Exercise aim
Locate each line in the records below that contains the string "bird" and copy every such line in full.

* BEGIN Data for processing *

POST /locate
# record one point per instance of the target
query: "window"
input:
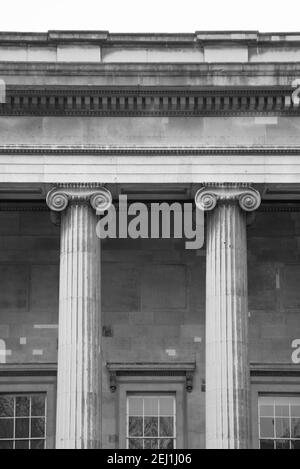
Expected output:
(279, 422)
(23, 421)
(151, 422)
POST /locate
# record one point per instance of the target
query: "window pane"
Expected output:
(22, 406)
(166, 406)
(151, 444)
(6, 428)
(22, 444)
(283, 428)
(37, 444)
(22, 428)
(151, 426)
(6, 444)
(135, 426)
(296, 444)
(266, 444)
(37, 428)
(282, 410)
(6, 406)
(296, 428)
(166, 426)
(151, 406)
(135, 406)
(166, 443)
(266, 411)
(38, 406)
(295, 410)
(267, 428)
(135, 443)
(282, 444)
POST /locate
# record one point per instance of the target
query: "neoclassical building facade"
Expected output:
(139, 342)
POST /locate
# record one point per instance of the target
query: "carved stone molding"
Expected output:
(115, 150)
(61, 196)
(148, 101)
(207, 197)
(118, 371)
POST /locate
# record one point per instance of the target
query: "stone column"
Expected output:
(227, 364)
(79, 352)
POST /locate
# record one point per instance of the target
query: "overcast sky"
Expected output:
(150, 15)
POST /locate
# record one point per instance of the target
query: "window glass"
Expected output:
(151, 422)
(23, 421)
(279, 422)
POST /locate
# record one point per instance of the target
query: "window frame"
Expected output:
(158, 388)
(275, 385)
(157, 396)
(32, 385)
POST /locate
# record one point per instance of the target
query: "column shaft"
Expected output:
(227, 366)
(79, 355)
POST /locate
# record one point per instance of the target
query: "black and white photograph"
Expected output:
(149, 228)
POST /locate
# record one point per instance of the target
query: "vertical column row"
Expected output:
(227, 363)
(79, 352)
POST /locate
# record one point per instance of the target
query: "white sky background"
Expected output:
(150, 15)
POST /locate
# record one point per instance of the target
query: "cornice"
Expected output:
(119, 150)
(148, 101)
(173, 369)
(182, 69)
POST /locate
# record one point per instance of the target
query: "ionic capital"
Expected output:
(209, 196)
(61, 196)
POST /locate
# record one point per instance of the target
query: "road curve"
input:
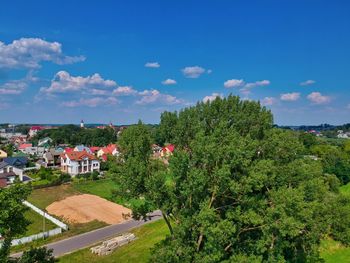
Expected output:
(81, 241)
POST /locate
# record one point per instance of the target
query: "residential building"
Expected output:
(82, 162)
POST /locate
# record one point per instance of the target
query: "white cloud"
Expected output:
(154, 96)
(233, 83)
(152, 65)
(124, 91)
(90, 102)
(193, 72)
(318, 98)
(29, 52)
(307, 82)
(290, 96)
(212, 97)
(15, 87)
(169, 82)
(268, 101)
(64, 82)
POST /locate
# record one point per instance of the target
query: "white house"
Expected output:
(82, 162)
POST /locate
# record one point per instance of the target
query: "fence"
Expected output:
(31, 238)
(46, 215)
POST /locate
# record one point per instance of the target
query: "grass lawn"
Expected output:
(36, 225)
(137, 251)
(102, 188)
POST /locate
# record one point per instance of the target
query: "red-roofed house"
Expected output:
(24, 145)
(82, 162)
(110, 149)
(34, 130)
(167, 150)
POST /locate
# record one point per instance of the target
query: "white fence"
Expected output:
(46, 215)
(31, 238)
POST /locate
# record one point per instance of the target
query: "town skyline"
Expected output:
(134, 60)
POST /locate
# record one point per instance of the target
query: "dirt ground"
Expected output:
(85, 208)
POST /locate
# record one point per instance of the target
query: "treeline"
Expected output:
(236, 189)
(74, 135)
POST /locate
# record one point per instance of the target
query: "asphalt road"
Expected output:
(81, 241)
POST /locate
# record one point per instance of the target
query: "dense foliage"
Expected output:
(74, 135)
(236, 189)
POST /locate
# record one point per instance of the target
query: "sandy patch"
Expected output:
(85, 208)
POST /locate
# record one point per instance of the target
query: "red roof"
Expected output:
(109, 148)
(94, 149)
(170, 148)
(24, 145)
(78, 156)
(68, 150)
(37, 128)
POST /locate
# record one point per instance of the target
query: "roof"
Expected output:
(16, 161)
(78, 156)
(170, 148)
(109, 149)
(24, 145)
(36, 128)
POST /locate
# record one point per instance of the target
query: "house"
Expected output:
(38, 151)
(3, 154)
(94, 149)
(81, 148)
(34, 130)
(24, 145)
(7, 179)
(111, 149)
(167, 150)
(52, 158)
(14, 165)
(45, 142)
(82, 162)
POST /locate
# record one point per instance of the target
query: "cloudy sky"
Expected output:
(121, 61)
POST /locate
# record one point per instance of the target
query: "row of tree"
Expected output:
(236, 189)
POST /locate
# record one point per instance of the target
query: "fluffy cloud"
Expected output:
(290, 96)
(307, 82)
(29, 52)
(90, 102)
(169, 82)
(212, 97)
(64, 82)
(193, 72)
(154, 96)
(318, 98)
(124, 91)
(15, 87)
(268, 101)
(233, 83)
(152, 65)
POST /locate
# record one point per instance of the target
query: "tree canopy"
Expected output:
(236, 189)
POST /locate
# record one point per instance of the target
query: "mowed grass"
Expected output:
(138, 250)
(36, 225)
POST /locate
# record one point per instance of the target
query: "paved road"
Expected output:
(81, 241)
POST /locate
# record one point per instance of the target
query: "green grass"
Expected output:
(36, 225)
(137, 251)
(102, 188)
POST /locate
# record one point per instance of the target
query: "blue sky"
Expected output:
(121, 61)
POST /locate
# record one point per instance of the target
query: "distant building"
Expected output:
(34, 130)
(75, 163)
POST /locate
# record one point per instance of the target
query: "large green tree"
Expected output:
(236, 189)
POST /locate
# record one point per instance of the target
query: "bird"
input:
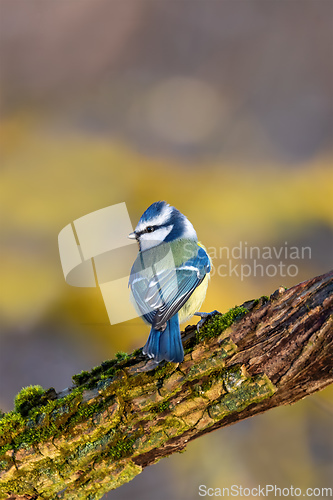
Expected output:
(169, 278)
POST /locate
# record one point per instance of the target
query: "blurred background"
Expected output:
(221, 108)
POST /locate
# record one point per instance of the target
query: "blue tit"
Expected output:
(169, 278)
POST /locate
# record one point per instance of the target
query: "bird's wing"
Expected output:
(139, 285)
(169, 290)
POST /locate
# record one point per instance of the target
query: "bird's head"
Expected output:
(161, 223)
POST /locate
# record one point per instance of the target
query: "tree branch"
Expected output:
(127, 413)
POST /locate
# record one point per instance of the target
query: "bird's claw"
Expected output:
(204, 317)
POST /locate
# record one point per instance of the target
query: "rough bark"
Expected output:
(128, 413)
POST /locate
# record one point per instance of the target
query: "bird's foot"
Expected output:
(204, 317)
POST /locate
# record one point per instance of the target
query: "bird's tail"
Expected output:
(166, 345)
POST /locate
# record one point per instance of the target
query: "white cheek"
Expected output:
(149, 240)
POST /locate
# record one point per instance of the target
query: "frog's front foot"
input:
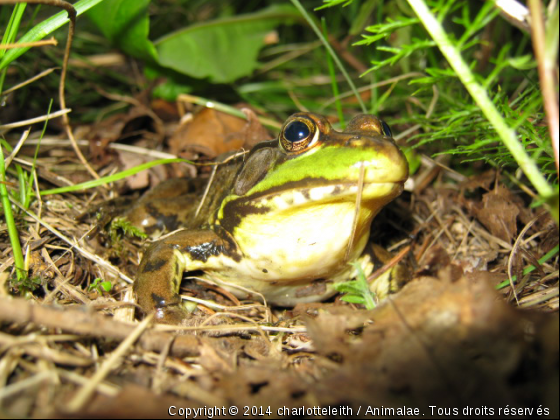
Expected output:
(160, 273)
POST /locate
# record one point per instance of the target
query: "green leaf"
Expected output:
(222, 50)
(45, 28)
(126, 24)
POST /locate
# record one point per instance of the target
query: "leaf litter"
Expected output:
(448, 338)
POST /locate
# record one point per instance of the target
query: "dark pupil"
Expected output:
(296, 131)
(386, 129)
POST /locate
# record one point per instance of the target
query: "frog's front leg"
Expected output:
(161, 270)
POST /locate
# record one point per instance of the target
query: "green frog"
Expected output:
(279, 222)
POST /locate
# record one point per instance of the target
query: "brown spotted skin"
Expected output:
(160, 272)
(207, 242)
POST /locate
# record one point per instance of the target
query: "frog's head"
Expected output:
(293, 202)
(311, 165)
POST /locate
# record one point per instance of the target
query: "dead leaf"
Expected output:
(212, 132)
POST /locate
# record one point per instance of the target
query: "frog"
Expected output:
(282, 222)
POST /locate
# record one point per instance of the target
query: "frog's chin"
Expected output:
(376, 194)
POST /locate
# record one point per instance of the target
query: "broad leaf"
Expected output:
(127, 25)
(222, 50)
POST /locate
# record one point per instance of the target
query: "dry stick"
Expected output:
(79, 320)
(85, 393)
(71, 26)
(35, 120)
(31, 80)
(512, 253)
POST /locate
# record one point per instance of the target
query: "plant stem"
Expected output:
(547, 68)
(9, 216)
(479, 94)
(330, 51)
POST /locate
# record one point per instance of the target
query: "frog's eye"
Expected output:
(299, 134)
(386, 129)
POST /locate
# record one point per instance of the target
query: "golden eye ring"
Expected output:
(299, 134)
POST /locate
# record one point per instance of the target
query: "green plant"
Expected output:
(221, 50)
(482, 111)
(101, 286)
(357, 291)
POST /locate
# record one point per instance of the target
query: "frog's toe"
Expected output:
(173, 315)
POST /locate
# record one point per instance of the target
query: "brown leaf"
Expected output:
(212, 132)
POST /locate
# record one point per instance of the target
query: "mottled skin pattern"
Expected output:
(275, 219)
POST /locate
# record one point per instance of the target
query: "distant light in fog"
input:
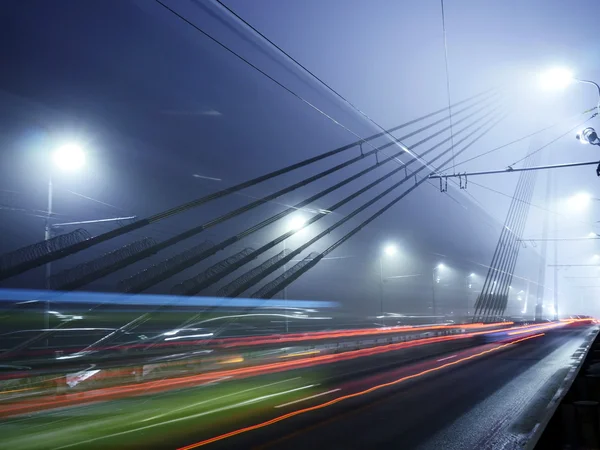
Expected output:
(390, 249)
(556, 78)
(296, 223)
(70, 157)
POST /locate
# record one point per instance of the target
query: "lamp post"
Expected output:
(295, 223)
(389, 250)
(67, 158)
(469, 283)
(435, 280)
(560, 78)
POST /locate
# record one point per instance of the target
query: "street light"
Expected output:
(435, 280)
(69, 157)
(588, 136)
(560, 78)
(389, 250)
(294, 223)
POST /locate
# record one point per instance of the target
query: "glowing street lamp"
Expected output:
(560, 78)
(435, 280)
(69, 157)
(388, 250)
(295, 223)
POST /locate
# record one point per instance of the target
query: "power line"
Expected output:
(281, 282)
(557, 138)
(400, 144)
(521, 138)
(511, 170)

* END Data for processing *

Reply to the exercise
query: "bird"
query: "bird's wing"
query: "bird's head"
query: "bird's claw"
query: "bird's foot"
query: "bird's tail"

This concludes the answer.